→ Exercise goal:
Take every entry below and copy it out word for word.

(Source data)
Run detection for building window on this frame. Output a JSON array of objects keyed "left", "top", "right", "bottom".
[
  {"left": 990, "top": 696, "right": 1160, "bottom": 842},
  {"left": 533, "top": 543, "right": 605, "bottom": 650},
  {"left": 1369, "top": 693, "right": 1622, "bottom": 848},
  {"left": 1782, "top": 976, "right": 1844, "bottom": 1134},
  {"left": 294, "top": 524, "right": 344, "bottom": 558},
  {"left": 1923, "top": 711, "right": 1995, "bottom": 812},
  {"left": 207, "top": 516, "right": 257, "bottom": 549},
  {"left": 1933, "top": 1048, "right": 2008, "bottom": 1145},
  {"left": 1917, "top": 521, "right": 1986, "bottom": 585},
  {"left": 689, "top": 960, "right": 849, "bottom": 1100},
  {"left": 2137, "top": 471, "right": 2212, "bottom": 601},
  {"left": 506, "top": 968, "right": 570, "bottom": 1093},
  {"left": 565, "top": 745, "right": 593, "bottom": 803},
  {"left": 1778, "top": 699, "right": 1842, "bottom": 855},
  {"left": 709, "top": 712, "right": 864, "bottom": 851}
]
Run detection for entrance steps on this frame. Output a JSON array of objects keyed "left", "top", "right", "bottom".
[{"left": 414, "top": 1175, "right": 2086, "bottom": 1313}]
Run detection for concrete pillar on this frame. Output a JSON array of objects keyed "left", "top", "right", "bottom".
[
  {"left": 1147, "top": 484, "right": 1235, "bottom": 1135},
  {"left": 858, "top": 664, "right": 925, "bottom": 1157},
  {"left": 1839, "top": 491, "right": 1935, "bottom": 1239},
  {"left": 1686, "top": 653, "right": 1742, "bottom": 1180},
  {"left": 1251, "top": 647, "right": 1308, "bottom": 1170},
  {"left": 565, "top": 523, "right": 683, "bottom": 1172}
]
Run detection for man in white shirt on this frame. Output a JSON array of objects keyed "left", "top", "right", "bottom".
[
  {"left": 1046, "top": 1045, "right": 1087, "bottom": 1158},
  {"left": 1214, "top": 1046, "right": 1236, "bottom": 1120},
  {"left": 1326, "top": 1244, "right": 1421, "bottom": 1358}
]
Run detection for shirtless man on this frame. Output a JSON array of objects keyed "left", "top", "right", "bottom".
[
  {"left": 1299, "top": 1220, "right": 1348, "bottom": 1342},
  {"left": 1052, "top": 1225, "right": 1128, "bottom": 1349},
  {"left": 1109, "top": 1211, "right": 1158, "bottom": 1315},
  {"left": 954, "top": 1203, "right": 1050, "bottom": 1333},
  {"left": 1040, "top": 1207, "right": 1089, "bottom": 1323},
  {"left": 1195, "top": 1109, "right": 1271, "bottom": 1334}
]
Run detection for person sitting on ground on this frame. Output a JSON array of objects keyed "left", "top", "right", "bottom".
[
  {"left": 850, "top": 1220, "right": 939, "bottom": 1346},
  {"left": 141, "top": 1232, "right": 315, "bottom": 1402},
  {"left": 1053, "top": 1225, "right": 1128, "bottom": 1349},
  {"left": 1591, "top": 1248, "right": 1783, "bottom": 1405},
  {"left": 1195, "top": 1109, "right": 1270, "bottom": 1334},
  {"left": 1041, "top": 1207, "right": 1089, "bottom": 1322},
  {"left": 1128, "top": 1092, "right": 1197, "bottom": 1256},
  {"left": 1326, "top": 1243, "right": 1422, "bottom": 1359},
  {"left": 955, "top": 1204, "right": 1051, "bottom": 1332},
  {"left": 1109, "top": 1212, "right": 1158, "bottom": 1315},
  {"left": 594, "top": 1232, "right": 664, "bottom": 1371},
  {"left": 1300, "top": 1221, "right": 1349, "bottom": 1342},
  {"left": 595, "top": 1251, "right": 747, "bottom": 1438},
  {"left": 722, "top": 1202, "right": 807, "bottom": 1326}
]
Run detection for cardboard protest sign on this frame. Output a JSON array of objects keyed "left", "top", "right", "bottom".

→ Exercise solution:
Run detection for building window on this frame. Output a JSON array of objects keyed "left", "top", "right", "bottom".
[
  {"left": 990, "top": 696, "right": 1160, "bottom": 842},
  {"left": 533, "top": 543, "right": 605, "bottom": 650},
  {"left": 1369, "top": 693, "right": 1622, "bottom": 848},
  {"left": 1782, "top": 976, "right": 1844, "bottom": 1134},
  {"left": 294, "top": 524, "right": 344, "bottom": 558},
  {"left": 1923, "top": 711, "right": 1995, "bottom": 812},
  {"left": 207, "top": 516, "right": 257, "bottom": 549},
  {"left": 1933, "top": 1048, "right": 2008, "bottom": 1145},
  {"left": 1917, "top": 521, "right": 1986, "bottom": 585},
  {"left": 689, "top": 960, "right": 849, "bottom": 1100},
  {"left": 2137, "top": 471, "right": 2212, "bottom": 601},
  {"left": 506, "top": 968, "right": 570, "bottom": 1093},
  {"left": 565, "top": 745, "right": 593, "bottom": 803},
  {"left": 1778, "top": 699, "right": 1842, "bottom": 855},
  {"left": 709, "top": 712, "right": 864, "bottom": 851}
]
Run detection for entrance steps on this frame. Output a JSON array of objects keyed "left", "top", "right", "bottom".
[{"left": 414, "top": 1175, "right": 2086, "bottom": 1313}]
Run detection for concrete pillar on this frame. Output a JSON array of objects keyed "left", "top", "right", "bottom".
[
  {"left": 1147, "top": 484, "right": 1235, "bottom": 1135},
  {"left": 858, "top": 664, "right": 925, "bottom": 1157},
  {"left": 1839, "top": 491, "right": 1935, "bottom": 1239},
  {"left": 1686, "top": 653, "right": 1742, "bottom": 1180},
  {"left": 1251, "top": 647, "right": 1308, "bottom": 1170},
  {"left": 565, "top": 523, "right": 683, "bottom": 1172}
]
Run detection for man in white shirt on this frame. Output a JSON array of objects keyed "left", "top", "right", "bottom".
[
  {"left": 1046, "top": 1045, "right": 1087, "bottom": 1158},
  {"left": 1214, "top": 1046, "right": 1236, "bottom": 1120},
  {"left": 1326, "top": 1244, "right": 1421, "bottom": 1358}
]
Run detection for shirtless man on this frame. Output a JSON array of objects keyed "left", "top", "right", "bottom".
[
  {"left": 1299, "top": 1220, "right": 1348, "bottom": 1342},
  {"left": 1052, "top": 1225, "right": 1128, "bottom": 1349},
  {"left": 1109, "top": 1211, "right": 1158, "bottom": 1315},
  {"left": 954, "top": 1203, "right": 1050, "bottom": 1333},
  {"left": 1040, "top": 1207, "right": 1089, "bottom": 1323},
  {"left": 1195, "top": 1109, "right": 1271, "bottom": 1334}
]
Run detection for person sitting on ground on this frame. Output a JSON array of objects keyed "left", "top", "right", "bottom".
[
  {"left": 850, "top": 1220, "right": 939, "bottom": 1346},
  {"left": 141, "top": 1232, "right": 315, "bottom": 1402},
  {"left": 1053, "top": 1225, "right": 1128, "bottom": 1349},
  {"left": 1591, "top": 1248, "right": 1783, "bottom": 1405},
  {"left": 1195, "top": 1109, "right": 1270, "bottom": 1334},
  {"left": 1041, "top": 1207, "right": 1089, "bottom": 1322},
  {"left": 1128, "top": 1092, "right": 1197, "bottom": 1256},
  {"left": 1326, "top": 1243, "right": 1422, "bottom": 1359},
  {"left": 955, "top": 1204, "right": 1051, "bottom": 1332},
  {"left": 1109, "top": 1212, "right": 1158, "bottom": 1315},
  {"left": 594, "top": 1232, "right": 664, "bottom": 1371},
  {"left": 1300, "top": 1221, "right": 1349, "bottom": 1342},
  {"left": 595, "top": 1251, "right": 747, "bottom": 1438},
  {"left": 722, "top": 1202, "right": 807, "bottom": 1326}
]
Run detection for cardboard protest sign on this frame. Output a JSON array of objects keyed "left", "top", "right", "bottom".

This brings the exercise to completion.